Исходный текст:
* * * *

В своем кабинете прочитал нам лекцию о том, что такое синхрофазотрон, говорил с гордостью: "Двадцать семь лет тому назад здесь стоял маленький домик, где работал только один серьезный физик, а сейчас в нашем институте тысяча триста сотрудников, из них сто двадцать - физики, десять - настоящие крупные ученые".

Он и мне предложил прочесть лекцию в клубе физиков. Шестого ноября, в тот день, когда по всей стране шли традиционные торжественные собрания, посвященные государственному празднику, я читал ереванским физикам доклад: "Франц Кафка и современные течения в западной литературе".

Алиханян старался нам понравиться: рассказывал о молодости, когда дружил с "Дау" (Ландау), о дружбе с Шостаковичем, с Ростроповичем, о своей любви к музыке, к литературе. Рассказывал, как сопротивлялся всесильному Берии, отстаивая права своего института на жилплощадь.

Он и впрямь был умен, деловит, разносторонен, энергичен. И все же он оставался чужим.

В Москву мы возвращались окрепшие, наполненные новыми впечатлениями.

Из дневника Р.

11 ноября. Пришла Лидия Корнеевна. Первое ощущение - удар. Она стоит, но такая, будто в гробу. В ней что-то очень резко изменилось, не могу определить, что. Но как только она начинает говорить - она прежняя, такая же, как всегда. Нет, еще более поражающая.

* * * *

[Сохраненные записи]
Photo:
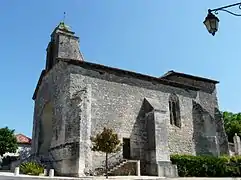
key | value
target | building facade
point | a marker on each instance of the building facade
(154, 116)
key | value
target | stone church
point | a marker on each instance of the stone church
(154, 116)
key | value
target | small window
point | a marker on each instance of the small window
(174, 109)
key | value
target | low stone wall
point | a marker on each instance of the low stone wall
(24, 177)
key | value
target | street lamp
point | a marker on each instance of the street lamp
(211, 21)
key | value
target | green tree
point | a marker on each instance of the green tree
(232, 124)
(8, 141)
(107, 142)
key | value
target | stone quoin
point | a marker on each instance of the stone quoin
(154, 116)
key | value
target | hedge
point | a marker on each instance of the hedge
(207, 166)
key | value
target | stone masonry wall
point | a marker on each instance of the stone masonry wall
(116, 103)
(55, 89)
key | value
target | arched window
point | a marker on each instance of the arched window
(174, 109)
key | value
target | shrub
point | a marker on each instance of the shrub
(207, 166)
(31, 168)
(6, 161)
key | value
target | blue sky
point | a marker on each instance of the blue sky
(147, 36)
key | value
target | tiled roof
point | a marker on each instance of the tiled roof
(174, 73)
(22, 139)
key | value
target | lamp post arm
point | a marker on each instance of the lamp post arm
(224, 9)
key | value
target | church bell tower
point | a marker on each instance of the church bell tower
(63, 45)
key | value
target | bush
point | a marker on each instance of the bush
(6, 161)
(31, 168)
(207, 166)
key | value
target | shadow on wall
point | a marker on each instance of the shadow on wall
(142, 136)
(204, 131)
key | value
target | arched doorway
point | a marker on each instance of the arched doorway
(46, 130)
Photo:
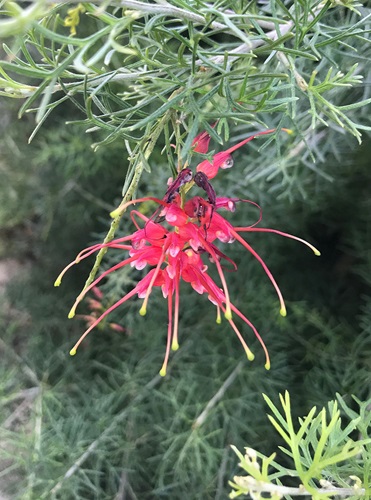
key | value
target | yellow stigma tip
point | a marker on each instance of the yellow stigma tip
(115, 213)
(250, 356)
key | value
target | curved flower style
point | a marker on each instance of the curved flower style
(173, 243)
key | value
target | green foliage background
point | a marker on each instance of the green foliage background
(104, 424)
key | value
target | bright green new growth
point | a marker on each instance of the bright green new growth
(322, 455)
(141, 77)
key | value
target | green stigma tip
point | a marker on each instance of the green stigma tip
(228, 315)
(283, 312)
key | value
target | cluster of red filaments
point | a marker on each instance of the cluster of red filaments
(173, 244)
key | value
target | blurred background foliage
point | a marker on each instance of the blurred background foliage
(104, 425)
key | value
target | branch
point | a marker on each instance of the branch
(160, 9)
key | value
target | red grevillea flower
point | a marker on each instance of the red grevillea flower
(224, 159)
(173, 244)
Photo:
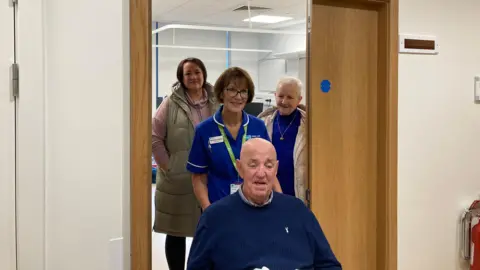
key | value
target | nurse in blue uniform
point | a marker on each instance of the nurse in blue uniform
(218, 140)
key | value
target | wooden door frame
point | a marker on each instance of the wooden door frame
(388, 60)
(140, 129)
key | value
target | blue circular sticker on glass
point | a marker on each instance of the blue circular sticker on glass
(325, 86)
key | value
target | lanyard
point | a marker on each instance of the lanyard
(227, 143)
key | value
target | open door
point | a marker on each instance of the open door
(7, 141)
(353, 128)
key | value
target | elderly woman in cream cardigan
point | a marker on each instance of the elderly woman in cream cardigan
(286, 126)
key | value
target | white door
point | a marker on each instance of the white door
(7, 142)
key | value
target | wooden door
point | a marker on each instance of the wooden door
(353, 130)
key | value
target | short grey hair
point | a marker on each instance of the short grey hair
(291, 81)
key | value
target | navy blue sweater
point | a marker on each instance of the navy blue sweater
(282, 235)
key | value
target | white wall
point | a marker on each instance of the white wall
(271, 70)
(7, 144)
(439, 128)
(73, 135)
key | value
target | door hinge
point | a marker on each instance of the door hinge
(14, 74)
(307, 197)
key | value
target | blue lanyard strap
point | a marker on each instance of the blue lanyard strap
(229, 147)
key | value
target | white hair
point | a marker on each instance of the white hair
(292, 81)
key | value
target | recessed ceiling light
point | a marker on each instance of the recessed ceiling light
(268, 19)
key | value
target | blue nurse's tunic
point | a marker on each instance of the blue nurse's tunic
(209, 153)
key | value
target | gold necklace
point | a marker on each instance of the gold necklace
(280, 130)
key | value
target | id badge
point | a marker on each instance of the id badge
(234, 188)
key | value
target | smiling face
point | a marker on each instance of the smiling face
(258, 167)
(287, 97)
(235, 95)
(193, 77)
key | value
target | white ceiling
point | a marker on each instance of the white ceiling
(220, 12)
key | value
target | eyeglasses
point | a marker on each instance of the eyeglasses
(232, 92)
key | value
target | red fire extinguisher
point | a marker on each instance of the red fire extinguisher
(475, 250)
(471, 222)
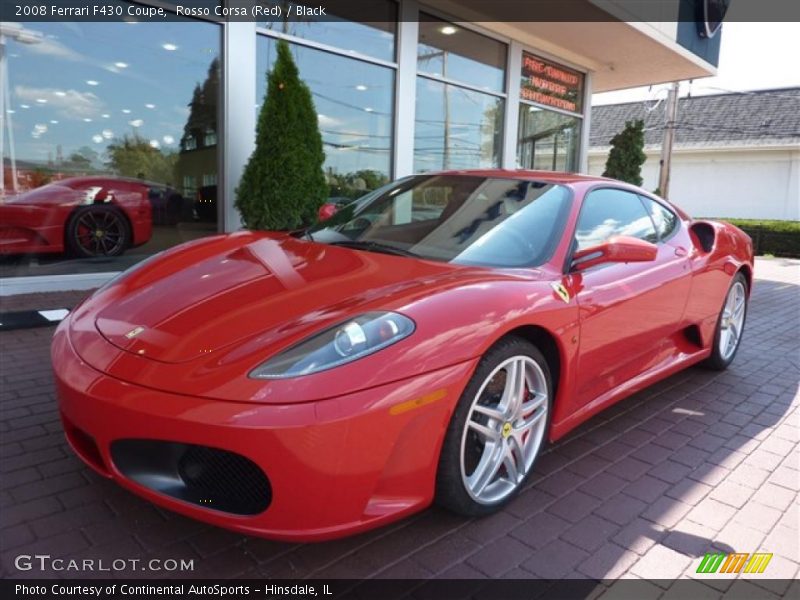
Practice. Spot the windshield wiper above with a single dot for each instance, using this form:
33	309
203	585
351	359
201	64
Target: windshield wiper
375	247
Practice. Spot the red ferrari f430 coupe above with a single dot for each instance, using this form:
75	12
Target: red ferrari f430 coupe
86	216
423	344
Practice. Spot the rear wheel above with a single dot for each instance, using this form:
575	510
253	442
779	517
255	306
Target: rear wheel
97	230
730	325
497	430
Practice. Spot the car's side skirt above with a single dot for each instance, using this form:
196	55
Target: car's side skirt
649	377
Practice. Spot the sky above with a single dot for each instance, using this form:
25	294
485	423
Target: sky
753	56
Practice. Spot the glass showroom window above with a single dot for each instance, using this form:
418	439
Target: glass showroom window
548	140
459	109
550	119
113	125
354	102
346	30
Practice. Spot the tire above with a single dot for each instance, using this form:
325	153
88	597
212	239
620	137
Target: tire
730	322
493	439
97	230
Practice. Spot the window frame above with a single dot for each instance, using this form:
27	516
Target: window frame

* * * *

Задание: Выпишите из исходного текста фрагмент между словами «Он и мне предложил» и «наполненные новыми впечатлениями.» включительно.

Ответ:
Он и мне предложил прочесть лекцию в клубе физиков. Шестого ноября, в тот день, когда по всей стране шли традиционные торжественные собрания, посвященные государственному празднику, я читал ереванским физикам доклад: "Франц Кафка и современные течения в западной литературе".

Алиханян старался нам понравиться: рассказывал о молодости, когда дружил с "Дау" (Ландау), о дружбе с Шостаковичем, с Ростроповичем, о своей любви к музыке, к литературе. Рассказывал, как сопротивлялся всесильному Берии, отстаивая права своего института на жилплощадь.

Он и впрямь был умен, деловит, разносторонен, энергичен. И все же он оставался чужим.

В Москву мы возвращались окрепшие, наполненные новыми впечатлениями.